◆ EXCERPTED TEXT
***

In early 1916 a new commander, Admiral Reinhard Scheer, took charge of the High Seas Fleet. Scheer recognised that the naval situation was intolerable for Germany. Its attempts to use submarines to attack British commerce had succeeded only in alienating the United States. By contrast, Britain’s surface blockade was unrelenting and would remain so as long as the Grand Fleet was still afloat.

Scheer proposed a new strategy. The High Seas Fleet would take the fight to the British by returning to ‘tip and run’ attacks and aggressive operations designed to lure the Grand Fleet into an unfavourable battle. Scheer hoped to inflict stinging losses by ambushing isolated squadrons of the Royal Navy and escaping before retribution followed. The High Seas Fleet would work alongside submarines and minelayers to draw the British into ambush zones.

Yet unbeknownst to Scheer, the strategy had a fatal flaw – the British knew his every move. In August 1914 the German cruiser Magdeburg had run aground in the Baltic and been captured by the Russians. Onboard were three copies of the German naval signals book and cyphers.8 The Russians shared a copy with the British, and by November the Admiralty had established a dedicated naval cryptography department codenamed Room 40. By 1916, Room 40 could decode virtually all German naval signals traffic. Relevant information was swiftly passed to Jellicoe and the Grand Fleet.

Ignorant of these developments, Scheer spent May 1916 planning an ambush for the British. The fast battlecruisers of the 1st Scouting Group would draw out the British battlecruisers and lead them on a chase that would ultimately carry them into the arms of the German battleships. Locally outnumbered, the British would be destroyed before reinforcements could arrive.

It was a simple and effective plan that may well have worked – but the British knew of it before it had even begun. In the small hours of 31 May, before Scheer had even set sail, the entire Grand Fleet had left port and was steaming towards the ambush area. Jellicoe planned to turn the tables on the Germans. His battlecruisers, under the command of flamboyant Vice- Admiral David Beatty, would ‘allow’ themselves to be drawn into Scheer’s trap. However, as soon as the German battleships appeared, Beatty was to turn about and lead them into a head-on collision with the awesome force of the entire Grand Fleet. The trap was set.

The Chase

The Battle of Jutland started in unassuming fashion. Beatty’s vessels were cruising in the region of anticipated German activity but the disappointing absence of enemy ships was in danger of dampening the mood. At 2.20 p.m. the light cruiser Galatea noticed a small tramp steamer blowing off an unusually large amount of steam, an action consistent with suddenly being forced to stop. Curious, the Galatea turned away from her sister ships and approached the civilian vessel. It was a minor incident in what had so far been an uneventful sweep.

***

◆ GIVEN RECORDS
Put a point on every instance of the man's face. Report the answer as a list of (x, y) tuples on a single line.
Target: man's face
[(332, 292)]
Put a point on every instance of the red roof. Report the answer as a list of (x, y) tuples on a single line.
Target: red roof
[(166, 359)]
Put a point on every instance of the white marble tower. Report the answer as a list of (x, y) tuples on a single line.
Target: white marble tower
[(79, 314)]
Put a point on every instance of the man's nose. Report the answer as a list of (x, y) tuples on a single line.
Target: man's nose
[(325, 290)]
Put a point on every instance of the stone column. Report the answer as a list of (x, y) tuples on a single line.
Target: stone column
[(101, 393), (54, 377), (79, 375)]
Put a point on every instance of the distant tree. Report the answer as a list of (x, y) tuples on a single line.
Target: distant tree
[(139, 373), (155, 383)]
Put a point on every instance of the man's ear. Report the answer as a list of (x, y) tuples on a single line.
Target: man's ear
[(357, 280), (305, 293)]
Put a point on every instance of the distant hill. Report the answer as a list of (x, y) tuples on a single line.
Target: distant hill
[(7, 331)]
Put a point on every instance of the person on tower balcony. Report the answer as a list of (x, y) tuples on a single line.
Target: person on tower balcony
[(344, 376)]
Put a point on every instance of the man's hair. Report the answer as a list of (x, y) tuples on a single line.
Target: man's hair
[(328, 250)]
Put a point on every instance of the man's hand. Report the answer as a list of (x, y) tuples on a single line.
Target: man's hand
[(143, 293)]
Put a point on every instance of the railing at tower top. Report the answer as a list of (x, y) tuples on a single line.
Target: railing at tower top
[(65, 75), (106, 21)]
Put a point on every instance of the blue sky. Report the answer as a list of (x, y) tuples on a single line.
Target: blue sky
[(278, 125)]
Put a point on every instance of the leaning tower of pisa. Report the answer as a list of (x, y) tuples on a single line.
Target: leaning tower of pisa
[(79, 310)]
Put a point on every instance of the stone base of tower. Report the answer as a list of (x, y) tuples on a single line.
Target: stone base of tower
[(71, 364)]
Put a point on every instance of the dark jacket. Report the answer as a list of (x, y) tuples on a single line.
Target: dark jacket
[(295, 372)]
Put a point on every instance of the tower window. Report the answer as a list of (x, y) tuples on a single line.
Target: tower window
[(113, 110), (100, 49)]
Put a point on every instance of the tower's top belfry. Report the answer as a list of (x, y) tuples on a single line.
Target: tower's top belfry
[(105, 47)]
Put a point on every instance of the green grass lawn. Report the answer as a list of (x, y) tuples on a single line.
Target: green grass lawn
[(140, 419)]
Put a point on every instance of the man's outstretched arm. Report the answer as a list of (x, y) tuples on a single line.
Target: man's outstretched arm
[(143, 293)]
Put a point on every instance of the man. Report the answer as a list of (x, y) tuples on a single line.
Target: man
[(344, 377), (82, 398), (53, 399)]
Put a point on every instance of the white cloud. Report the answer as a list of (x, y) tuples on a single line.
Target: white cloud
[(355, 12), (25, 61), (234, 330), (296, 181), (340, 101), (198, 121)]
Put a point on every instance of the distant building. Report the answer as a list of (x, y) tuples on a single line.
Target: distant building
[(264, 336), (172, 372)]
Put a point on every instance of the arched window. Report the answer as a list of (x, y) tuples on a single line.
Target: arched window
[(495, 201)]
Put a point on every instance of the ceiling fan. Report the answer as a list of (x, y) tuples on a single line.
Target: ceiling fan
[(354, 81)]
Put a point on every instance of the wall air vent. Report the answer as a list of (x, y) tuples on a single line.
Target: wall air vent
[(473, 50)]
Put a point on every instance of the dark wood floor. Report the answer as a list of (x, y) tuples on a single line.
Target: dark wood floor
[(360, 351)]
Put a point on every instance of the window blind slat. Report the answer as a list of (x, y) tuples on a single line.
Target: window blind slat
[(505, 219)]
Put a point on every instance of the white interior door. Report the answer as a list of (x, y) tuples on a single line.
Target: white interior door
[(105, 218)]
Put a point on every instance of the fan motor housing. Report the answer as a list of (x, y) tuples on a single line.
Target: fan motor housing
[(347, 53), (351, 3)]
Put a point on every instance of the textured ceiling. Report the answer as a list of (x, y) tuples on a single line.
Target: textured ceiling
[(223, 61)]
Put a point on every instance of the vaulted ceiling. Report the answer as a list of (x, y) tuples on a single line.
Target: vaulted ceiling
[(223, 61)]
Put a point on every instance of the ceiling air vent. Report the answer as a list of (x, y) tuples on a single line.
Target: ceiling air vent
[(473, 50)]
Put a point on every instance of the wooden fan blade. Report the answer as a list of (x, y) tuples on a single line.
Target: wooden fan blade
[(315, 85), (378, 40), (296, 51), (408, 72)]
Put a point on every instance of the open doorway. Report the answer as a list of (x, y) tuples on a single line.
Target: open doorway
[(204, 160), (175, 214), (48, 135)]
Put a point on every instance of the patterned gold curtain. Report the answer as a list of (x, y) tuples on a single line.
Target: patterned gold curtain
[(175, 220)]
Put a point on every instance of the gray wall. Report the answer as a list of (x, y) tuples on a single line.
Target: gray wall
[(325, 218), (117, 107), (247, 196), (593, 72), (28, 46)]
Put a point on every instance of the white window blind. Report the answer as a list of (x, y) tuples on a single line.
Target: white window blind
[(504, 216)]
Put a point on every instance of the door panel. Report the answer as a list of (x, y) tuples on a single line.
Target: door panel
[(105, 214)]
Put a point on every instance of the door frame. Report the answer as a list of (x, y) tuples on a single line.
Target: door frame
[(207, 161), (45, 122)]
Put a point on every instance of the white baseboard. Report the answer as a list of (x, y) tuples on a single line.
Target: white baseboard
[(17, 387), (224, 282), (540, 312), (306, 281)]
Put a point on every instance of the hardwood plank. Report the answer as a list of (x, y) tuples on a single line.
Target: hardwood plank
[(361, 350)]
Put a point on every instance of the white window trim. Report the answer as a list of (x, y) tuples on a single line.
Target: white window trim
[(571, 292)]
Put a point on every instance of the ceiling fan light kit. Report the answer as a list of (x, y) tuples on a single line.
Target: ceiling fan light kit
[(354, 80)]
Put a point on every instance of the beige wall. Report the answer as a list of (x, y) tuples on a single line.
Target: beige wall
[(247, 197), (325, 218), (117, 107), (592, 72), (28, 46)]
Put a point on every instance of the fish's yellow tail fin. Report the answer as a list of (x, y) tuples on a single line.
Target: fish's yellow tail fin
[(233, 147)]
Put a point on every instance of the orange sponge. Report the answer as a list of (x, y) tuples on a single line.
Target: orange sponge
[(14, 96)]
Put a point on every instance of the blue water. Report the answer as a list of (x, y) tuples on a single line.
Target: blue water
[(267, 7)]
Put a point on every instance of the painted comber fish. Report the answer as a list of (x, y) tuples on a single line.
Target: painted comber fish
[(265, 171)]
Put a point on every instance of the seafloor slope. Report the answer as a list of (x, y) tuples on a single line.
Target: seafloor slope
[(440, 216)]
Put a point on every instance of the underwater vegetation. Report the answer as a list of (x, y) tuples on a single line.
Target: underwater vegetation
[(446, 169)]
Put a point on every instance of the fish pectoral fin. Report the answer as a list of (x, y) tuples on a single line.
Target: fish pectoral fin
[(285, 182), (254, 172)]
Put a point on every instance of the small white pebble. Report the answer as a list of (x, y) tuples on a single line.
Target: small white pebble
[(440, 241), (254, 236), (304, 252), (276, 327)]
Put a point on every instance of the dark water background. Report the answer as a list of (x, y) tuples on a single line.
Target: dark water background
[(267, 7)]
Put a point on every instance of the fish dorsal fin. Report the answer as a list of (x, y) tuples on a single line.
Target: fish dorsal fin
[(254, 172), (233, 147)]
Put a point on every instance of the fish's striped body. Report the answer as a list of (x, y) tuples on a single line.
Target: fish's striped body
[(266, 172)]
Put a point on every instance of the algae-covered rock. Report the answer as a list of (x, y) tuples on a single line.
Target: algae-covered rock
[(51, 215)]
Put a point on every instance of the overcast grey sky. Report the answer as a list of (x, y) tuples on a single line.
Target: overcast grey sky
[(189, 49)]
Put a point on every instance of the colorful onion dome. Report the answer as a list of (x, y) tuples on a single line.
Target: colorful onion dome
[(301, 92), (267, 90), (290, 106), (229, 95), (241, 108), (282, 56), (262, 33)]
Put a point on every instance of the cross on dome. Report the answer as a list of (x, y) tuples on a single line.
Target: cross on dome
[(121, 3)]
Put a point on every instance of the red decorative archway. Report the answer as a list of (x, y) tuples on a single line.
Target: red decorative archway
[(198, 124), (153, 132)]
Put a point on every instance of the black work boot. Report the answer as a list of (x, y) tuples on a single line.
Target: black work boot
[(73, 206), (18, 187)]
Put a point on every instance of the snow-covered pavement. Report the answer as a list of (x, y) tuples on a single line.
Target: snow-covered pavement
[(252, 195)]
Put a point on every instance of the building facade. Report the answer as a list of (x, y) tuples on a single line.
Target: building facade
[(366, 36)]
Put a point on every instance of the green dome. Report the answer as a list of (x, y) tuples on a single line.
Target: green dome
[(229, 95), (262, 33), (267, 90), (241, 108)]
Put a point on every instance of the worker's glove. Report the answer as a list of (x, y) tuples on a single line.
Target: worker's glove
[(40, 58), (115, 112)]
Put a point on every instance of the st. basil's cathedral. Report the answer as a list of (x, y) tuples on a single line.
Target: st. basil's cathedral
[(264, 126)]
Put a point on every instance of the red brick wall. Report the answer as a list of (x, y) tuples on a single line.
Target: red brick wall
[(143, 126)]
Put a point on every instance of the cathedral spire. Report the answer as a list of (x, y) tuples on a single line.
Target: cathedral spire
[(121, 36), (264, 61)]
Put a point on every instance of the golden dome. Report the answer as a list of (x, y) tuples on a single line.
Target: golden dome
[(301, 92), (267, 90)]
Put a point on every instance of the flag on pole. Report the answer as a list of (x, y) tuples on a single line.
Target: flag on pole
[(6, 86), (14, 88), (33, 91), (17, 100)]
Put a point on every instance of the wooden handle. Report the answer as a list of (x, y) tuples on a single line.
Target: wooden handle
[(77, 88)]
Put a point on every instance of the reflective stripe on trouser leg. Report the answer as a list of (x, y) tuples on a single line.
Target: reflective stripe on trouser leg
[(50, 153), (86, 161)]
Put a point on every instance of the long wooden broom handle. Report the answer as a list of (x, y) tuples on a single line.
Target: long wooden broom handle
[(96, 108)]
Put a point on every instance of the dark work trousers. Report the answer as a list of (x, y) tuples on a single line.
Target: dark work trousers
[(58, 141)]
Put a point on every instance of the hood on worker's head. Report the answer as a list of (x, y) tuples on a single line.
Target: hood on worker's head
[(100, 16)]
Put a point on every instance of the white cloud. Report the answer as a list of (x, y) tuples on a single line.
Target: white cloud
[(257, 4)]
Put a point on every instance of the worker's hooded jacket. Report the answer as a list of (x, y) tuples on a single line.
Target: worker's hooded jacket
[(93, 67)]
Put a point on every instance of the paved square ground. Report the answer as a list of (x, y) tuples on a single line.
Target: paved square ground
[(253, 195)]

***

◆ REQUESTS
1. In the Jutland excerpt, what codename was given to the Admiralty's naval cryptography department?
2. Please copy the Jutland excerpt from "It was a simple" up to and including "trap was set.", swapping "flamboyant" for "daring".
The records come from a separate source.

◆ ANSWERS BY TASK
1. Room 40.

2.
It was a simple and effective plan that may well have worked – but the British knew of it before it had even begun. In the small hours of 31 May, before Scheer had even set sail, the entire Grand Fleet had left port and was steaming towards the ambush area. Jellicoe planned to turn the tables on the Germans. His battlecruisers, under the command of daring Vice- Admiral David Beatty, would ‘allow’ themselves to be drawn into Scheer’s trap. However, as soon as the German battleships appeared, Beatty was to turn about and lead them into a head-on collision with the awesome force of the entire Grand Fleet. The trap was set.